§ Passage for review
+--

The International Olympic Committee (IOC) has said securing the venues planned for Tokyo’s 2020 Summer Olympic Games is the key priority for the taskforce established to map out the rescheduled event next year, adding that stakeholders face a “massive undertaking” to complete their mission.

The IOC yesterday (Thursday) held a teleconference with journalists after the announcement on Monday that Tokyo’s Olympic Games, originally scheduled for this summer in the Japanese capital, will now take place from July 23 to August 8, 2021.

Monday’s announcement came after Tokyo 2020 was officially postponed last Tuesday due to the ongoing COVID-19 pandemic. Tokyo 2020 chief executive Toshiro Muto conceded last week that organisers face “massive” additional costs in securing the facilities to deliver a rescheduled Olympic Games.

+--

§ Set of tasks
A. In the passage on the rescheduled Tokyo Olympics, what dates are now set for the Games?
B. Quote everything in the Tokyo Olympics passage from "The International Olympic" down to "August 8, 2021.".
C. Carry on the article about the postponed Tokyo Olympics, starting after its final sentence.

+--

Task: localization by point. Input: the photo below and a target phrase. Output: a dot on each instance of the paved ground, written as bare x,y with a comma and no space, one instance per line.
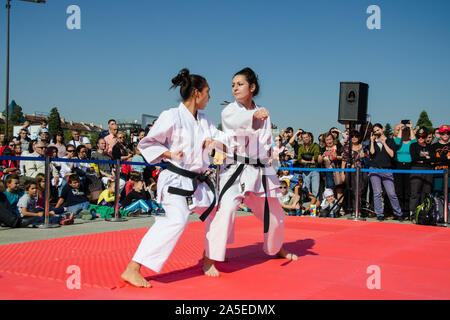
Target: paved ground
81,227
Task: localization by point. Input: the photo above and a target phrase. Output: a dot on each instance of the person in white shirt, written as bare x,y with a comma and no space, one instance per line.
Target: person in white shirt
183,137
248,178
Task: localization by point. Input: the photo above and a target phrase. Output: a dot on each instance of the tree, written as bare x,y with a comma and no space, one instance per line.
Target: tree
424,121
54,122
388,130
16,116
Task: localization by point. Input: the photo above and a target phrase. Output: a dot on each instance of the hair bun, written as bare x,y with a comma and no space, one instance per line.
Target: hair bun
181,79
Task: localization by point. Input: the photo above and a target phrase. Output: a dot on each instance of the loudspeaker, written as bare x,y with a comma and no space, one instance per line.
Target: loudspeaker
353,102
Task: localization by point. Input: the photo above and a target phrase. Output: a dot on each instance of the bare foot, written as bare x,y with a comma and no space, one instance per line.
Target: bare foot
224,260
287,255
133,276
209,269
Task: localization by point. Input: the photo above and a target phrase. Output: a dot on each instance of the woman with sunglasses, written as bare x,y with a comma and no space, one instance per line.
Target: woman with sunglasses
9,166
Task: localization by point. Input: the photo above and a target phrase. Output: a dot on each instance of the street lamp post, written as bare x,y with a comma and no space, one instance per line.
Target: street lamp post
8,7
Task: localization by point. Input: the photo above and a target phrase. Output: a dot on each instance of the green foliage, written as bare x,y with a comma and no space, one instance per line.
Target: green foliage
424,121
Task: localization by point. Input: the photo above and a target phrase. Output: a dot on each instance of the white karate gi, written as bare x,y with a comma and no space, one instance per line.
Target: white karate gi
252,139
175,130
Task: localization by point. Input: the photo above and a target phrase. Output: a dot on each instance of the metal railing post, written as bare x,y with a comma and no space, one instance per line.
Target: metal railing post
445,190
46,224
117,195
357,195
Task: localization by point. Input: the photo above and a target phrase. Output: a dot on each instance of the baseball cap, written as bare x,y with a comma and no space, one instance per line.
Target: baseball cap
444,128
422,132
327,193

+--

§ List of answers
A. July 23 to August 8, 2021.

B.
The International Olympic Committee (IOC) has said securing the venues planned for Tokyo’s 2020 Summer Olympic Games is the key priority for the taskforce established to map out the rescheduled event next year, adding that stakeholders face a “massive undertaking” to complete their mission.

The IOC yesterday (Thursday) held a teleconference with journalists after the announcement on Monday that Tokyo’s Olympic Games, originally scheduled for this summer in the Japanese capital, will now take place from July 23 to August 8, 2021.

C.
Muto stressed that it is not just the 41 competition venues that will need to be secured once again, but also thousands of existing contracts spanning the likes of accommodation, security and ticketing. Tokyo 2020 has since formed a ‘Here We Go’ taskforce to deliver the rescheduled Olympics and the IOC’s Olympic Games executive director, Christophe Dubi, yesterday said securing these venues, plus the Athletes’ Village, is the main goal for the body.

Challenges will include overcoming the fact that many sports venues will already have events booked in during the new Games window, while parts of the Village have already been sold off as condominiums. Dubi (pictured) said the IOC is seeking to have some of the venues guaranteed “in a matter of weeks”, but admitted that the whole process will be a “massive undertaking”.

It is yet to be decided how the massive costs involved in rescheduling the Games will be accounted for. It is estimated that the postponement will have already cost $2bn (£1.63bn/€1.85bn). Japanese taxpayers will reportedly foot most of this cost, adding to their share of an official budget of $12.6bn. The IOC was contributing $1.3bn to the operating budget.

“What’s being recognised is that there will be additional costs for the Tokyo Organising Committee and additional costs for the IOC and Olympic family,” Dubi said. “We’re looking into those with great detail. We are talking tens of thousands of lines of budget that need to be reviewed.”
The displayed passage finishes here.